**What the task asks:**
Rescale the entries below: reproduce every line, requests included, with each x and y coordinate in the answers multiplied by 2.2 and rounded to the nearest whole number, halves rounded up. Leave any numbers in the requests and their format descriptions unchanged.
━━━
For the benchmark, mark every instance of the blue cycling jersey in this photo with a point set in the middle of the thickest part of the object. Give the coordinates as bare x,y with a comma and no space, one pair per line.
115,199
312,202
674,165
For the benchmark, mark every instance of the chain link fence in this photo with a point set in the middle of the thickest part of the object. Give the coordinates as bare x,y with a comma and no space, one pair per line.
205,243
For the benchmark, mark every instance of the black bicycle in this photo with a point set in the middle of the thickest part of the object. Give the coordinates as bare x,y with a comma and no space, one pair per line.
━━━
**Exercise result:**
For the benchmark, mark every instance of the blue cycling jersey in this photo with a point set in the middle of the thickest part of the object. Give the coordinates as bare x,y with a comma and no space, one pair per line.
253,438
686,444
1483,363
For the benchmark, mark every instance of the chain link fence in this photo with a point set in the middle of the thickest part of the object. Give the coordinates as bare x,y with a comma and no space, one pair per line.
451,535
For the benchmark, mark every instance of the black bicycle in this photo with a point set in the middle of the thickest part of the object. Give the coordinates as bare x,y with a comma and no space, one pair per line.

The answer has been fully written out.